--- start of Raw records ---

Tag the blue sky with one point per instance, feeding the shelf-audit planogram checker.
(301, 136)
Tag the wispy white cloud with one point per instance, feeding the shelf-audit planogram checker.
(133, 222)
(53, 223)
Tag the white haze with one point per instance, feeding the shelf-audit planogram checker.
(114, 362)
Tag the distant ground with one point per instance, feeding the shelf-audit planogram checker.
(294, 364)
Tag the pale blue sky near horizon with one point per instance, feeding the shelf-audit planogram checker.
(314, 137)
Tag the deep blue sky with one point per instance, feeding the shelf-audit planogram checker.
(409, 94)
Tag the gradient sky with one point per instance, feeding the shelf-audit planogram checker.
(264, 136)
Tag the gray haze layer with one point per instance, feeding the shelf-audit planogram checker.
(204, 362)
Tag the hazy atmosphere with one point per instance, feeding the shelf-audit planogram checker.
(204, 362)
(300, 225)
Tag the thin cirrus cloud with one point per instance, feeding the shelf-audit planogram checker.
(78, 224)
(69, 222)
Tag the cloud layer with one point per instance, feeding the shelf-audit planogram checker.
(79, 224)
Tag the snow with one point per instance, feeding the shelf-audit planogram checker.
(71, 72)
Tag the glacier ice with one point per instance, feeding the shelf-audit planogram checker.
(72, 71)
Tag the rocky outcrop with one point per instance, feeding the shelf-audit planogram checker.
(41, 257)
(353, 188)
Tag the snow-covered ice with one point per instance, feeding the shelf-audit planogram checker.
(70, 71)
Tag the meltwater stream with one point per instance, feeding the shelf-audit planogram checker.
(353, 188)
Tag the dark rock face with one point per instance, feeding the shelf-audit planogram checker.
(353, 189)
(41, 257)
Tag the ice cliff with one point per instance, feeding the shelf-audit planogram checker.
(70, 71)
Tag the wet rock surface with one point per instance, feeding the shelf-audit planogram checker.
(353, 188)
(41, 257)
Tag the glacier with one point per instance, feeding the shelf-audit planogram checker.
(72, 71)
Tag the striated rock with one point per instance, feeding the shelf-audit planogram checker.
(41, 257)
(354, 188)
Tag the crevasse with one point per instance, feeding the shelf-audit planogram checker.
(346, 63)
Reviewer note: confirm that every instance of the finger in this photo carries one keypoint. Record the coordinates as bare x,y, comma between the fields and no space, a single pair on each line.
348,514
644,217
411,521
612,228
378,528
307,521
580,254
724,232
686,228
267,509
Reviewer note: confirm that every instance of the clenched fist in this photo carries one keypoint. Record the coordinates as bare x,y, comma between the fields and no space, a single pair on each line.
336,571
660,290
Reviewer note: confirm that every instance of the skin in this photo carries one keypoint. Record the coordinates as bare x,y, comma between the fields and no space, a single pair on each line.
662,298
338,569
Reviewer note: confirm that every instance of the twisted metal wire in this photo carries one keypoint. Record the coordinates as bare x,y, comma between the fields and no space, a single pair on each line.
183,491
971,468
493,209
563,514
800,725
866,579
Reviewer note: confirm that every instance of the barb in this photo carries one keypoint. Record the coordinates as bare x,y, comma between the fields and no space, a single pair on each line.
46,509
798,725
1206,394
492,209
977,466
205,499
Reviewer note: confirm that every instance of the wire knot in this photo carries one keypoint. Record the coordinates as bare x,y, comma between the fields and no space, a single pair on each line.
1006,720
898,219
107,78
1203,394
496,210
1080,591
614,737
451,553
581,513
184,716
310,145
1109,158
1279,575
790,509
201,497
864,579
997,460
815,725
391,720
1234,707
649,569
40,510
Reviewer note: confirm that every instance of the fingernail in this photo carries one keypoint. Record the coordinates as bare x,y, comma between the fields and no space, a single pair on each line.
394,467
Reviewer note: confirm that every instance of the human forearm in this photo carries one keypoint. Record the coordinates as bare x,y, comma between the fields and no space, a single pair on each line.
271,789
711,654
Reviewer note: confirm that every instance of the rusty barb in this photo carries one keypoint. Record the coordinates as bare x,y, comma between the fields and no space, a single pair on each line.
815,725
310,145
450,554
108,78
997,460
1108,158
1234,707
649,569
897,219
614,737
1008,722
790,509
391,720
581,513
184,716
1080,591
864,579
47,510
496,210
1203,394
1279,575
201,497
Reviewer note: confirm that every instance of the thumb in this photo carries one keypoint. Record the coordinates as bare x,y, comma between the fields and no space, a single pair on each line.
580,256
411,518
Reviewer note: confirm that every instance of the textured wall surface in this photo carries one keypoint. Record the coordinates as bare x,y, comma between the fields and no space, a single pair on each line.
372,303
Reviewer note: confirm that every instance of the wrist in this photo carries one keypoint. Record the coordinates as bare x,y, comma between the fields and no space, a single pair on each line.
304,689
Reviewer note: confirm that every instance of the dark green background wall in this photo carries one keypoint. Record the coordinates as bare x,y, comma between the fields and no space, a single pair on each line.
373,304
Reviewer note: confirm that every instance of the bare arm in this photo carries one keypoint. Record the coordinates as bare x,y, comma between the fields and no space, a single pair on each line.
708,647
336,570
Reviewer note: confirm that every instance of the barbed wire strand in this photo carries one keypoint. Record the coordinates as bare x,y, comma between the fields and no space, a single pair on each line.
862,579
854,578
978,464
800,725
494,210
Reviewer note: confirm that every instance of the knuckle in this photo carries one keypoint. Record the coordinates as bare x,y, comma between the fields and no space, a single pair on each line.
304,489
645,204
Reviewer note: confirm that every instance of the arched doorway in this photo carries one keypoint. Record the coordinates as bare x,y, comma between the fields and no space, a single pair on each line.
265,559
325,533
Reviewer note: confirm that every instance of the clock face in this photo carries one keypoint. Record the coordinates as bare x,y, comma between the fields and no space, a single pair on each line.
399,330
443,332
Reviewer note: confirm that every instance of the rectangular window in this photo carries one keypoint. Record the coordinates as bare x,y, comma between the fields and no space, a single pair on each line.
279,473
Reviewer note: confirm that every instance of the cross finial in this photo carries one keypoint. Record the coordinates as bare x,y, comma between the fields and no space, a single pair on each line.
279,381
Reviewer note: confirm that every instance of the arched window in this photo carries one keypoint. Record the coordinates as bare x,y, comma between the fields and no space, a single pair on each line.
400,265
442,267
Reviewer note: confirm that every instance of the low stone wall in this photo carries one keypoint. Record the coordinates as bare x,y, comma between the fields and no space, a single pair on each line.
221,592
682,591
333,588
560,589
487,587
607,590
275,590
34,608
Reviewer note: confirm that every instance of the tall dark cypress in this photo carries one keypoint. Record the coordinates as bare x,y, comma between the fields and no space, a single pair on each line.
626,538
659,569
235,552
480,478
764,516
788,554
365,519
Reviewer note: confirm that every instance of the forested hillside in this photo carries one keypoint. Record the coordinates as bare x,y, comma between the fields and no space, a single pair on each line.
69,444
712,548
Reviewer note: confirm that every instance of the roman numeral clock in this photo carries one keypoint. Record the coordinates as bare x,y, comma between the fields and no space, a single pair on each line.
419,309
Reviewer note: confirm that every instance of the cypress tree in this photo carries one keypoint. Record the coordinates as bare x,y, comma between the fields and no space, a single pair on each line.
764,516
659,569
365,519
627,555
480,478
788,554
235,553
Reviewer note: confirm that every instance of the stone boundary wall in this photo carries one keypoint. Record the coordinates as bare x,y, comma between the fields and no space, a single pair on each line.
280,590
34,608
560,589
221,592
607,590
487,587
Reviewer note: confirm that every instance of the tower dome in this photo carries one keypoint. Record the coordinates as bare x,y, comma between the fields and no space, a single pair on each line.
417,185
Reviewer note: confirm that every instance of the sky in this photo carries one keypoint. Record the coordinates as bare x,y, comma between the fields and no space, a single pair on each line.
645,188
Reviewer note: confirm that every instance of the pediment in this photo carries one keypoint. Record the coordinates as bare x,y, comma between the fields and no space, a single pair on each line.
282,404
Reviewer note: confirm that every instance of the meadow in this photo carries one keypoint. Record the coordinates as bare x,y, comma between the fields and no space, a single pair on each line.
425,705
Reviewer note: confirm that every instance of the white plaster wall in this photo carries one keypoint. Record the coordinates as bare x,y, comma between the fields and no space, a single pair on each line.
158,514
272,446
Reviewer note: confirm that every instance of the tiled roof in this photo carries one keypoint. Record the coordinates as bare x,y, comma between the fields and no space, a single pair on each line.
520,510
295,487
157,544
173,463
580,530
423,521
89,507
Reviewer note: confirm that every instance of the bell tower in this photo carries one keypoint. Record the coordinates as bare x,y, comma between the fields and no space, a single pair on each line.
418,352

--- end of Raw records ---

> [Directive] Reproduce only the lines from the line containing "Reviewer note: confirm that every instance of the meadow" to the last line of the material above, both of those lines included.

> [Exercise response]
Reviewer note: confirm that every instance of the meadow in this photo carries one keypoint. Record the coordinates as bare x,y, comma between the fields and no space, a single pair on each line.
425,705
Reviewer note: confirm that every instance of the white plaster wall in this photo carries one keypoint. Record the coordinates as bare x,y, comma between the fields and no space, a single pair on each line.
158,514
272,446
Reviewer note: confirm that every instance of the tiled roof in this photo carries one keypoint. Record the coordinates as bare x,y, comma between the fields and no space, a single pair on each line.
520,510
295,487
157,544
173,463
580,530
423,521
89,507
Reviewer note: confirm that every instance of the bell tower in this photo carries one keypoint. Record the coordinates as bare x,y, comma between the fields and no space, a single pair on each line.
418,352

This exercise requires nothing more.